(Referring expression pointing data)

*-*-*

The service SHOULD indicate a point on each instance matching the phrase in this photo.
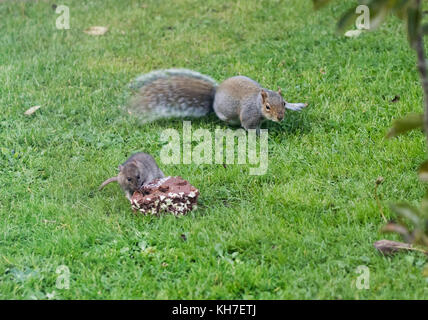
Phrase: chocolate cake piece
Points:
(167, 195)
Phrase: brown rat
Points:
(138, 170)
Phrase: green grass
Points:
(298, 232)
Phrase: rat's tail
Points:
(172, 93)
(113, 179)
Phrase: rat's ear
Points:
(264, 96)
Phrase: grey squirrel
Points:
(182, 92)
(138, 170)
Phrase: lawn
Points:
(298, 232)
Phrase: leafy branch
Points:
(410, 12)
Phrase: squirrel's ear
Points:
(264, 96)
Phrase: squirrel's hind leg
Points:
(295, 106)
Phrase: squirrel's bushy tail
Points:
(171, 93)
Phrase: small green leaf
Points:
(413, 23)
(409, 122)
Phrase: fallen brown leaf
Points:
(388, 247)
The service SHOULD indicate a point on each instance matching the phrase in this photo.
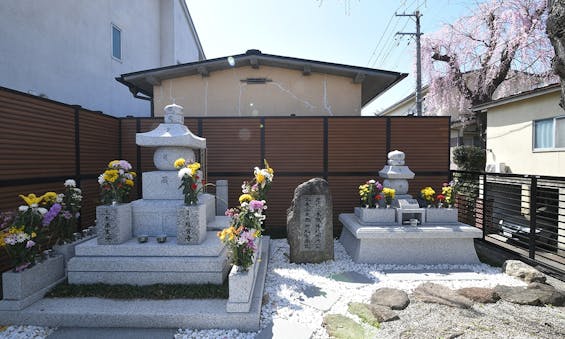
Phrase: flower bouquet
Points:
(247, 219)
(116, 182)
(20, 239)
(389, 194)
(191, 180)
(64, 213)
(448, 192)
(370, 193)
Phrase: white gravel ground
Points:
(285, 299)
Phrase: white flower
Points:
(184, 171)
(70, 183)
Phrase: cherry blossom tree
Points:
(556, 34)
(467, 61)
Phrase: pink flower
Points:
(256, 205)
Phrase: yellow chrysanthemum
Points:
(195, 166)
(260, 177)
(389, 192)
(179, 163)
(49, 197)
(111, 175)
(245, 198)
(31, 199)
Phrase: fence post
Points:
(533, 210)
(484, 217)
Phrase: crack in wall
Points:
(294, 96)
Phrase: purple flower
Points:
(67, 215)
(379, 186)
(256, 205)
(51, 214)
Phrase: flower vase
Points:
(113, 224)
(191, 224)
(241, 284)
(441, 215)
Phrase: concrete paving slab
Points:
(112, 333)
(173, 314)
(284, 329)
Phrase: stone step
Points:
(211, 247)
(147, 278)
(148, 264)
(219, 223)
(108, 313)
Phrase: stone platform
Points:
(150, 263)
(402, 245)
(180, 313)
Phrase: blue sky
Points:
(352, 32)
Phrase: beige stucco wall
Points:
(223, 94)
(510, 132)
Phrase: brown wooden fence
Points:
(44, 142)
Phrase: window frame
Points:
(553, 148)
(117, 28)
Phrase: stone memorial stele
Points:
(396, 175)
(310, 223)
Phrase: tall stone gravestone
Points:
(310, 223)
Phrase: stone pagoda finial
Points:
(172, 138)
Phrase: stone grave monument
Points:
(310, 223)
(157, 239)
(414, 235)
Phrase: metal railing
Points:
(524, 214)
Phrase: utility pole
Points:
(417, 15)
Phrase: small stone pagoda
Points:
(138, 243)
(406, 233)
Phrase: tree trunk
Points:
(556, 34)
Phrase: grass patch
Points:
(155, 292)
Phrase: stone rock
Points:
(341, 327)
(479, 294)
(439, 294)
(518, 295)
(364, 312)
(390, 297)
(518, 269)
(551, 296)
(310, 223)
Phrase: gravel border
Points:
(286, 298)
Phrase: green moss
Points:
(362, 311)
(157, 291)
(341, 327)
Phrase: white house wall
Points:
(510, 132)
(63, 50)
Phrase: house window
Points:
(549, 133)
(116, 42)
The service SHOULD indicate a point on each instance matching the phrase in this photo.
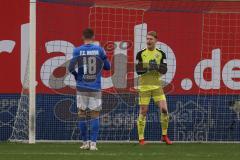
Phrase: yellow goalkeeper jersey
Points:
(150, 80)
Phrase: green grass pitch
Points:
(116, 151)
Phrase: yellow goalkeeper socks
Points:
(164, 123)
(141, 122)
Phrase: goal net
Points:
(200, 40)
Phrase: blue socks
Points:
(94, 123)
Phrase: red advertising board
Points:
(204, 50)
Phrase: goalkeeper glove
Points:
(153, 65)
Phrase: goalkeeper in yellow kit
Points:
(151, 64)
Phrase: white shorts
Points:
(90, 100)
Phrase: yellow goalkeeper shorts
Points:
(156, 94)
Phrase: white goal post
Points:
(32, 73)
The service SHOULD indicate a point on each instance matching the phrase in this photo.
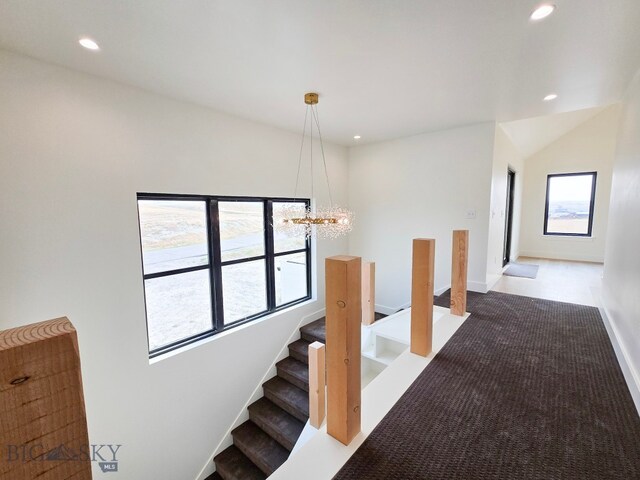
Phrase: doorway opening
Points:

*-*-*

§ **EXERCISE DIRECTIONS**: Where a picture appears, omit it; otherwise reproduce each line above from the first to the one with "Phrase: lawn", inclusive.

§ **RESPONSE FOR THIS EXERCISE**:
The service SHOULD indicate a point on each instance matching the phrase in this photo.
Phrase: chocolate cake piece
Points:
(167, 195)
Phrase: brown rat
Points:
(138, 170)
Phrase: green grass
Points:
(298, 232)
Phrase: rat's tail
Points:
(172, 93)
(113, 179)
Phrase: rat's ear
Points:
(264, 96)
Phrase: grey squirrel
Points:
(182, 92)
(138, 170)
Phrase: lawn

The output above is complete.